**Exercise requirements**:
[1] Reproduce a passage of the DEF6 deficiency abstract word for word, beginning at the words "DEF6 is a guanine" and stopping after "in T cells.".
[2] Carry on the DEF6 deficiency abstract from the point where it stops.

Birgit Hoeger, Austria

Ludwig Boltzmann Institute for Rare and Undiagnosed Diseases Ludwig Boltzmann Institute for Rare and Undiagnosed Diseases

Presenter Of 1 Presentation

Oral Communications Immune dysregulation & autoimmunity

HUMAN DEF6 DEFICIENCY CAUSES AN IMMUNODEFICIENCY SYNDROME WITH SYSTEMIC AUTOIMMUNITY AND ABERRANT CTLA-4 DYNAMICS

Lecture Time
12:30 - 12:40
Room
Gold
Date
20.09.2019, Friday
Session Time
11:00 - 12:40
Presentation Topic
Immune dysregulation & autoimmunity

Abstract

Background and Aims

DEF6 is a guanine nucleotide exchange factor acting downstream of T-cell receptor stimulation. While murine studies suggest a role in immune homeostasis and possibly in the onset of autoimmunity, DEF6 deficiency has not yet been attributed with human disease.

Methods

In three patients from two unrelated kindreds with systemic autoimmune manifestations including lymphocytic organ infiltrates, splenomegaly, bowel inflammation, autoimmune hemolytic anemia, and intermittent lymphopenic episodes, we applied homozygosity mapping and whole-exome sequencing to identify biallelic missense variants in DEF6. We investigated immune cell functions and employed cell biological and biochemical assays to characterize functional DEF6 deficiency in T cells.

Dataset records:

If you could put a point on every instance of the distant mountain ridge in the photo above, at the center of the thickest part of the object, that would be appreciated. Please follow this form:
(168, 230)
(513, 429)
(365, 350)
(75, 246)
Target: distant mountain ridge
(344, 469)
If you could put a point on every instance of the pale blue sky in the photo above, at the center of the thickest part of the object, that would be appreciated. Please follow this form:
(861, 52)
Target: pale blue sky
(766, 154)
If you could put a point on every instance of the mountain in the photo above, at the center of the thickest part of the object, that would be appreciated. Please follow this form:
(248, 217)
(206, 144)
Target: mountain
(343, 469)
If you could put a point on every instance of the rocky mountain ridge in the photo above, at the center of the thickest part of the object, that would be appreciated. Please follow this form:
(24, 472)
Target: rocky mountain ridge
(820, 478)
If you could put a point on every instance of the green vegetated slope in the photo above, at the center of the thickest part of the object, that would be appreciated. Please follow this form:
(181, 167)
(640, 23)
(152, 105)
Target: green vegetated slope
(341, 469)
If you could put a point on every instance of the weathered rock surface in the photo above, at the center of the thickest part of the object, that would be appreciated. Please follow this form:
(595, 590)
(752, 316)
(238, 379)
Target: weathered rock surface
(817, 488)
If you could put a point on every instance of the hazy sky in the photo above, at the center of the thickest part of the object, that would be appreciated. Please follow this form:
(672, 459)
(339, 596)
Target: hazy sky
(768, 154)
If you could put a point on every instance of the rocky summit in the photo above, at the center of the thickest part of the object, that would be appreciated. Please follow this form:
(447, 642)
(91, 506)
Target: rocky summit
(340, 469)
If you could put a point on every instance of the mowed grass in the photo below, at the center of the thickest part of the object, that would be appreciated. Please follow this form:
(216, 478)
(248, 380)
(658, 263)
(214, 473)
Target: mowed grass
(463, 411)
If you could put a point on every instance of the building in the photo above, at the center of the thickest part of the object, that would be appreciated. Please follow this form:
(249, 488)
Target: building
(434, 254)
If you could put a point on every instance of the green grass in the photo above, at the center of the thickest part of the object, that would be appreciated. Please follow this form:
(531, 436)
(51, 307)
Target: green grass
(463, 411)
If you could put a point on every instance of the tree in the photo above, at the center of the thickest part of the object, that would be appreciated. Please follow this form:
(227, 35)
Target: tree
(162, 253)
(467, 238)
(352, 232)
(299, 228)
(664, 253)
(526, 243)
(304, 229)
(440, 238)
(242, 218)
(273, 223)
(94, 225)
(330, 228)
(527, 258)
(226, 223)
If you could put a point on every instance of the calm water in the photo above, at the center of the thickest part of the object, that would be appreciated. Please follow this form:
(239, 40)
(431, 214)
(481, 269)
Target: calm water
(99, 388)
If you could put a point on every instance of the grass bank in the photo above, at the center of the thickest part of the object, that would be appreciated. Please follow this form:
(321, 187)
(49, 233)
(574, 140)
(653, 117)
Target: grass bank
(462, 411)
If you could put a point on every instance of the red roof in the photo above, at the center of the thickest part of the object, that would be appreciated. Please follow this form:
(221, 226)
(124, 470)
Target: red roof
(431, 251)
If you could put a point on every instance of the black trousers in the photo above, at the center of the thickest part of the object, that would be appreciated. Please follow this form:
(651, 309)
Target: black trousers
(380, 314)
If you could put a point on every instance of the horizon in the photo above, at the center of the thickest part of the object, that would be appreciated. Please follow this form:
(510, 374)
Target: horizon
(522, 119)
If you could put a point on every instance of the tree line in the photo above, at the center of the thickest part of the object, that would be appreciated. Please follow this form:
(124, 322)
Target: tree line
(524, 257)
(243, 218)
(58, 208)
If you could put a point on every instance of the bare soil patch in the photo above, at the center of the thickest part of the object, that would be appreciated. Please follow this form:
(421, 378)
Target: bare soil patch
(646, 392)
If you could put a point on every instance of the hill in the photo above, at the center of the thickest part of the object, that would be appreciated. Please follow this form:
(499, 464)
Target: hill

**Results of the tasks**:
[1]
DEF6 is a guanine nucleotide exchange factor acting downstream of T-cell receptor stimulation. While murine studies suggest a role in immune homeostasis and possibly in the onset of autoimmunity, DEF6 deficiency has not yet been attributed with human disease.

Methods

In three patients from two unrelated kindreds with systemic autoimmune manifestations including lymphocytic organ infiltrates, splenomegaly, bowel inflammation, autoimmune hemolytic anemia, and intermittent lymphopenic episodes, we applied homozygosity mapping and whole-exome sequencing to identify biallelic missense variants in DEF6. We investigated immune cell functions and employed cell biological and biochemical assays to characterize functional DEF6 deficiency in T cells.

[2]
Results

We identified impaired regulation of the immune checkpoint protein CTLA-4 as mechanistic consequence underlying human DEF6 deficiency, causing autoimmune presentation. Patient T cells exhibited impaired regulation of CTLA-4 vesicular trafficking associated with reduced CTLA-4 surface availability. Cycling defects were replicated in DEF6-knockout cell lines. We identified the small GTPase and endosomal recycling marker RAB11 as a novel interactor and in vitro substrate of DEF6, and found disrupted binding of mutant DEF6 to RAB11. RAB11+CTLA-4+ recycling vesicles were absent in DEF6-mutated cells. CTLA-4-Ig treatment was initiated for one of the patients, achieving sustained remission.

Conclusions

We uncovered DEF6 as player in human immune homeostasis ensuring availability of the checkpoint protein CTLA-4 at T-cell surfaces, with potential significance for autoimmune and/or cancer therapy.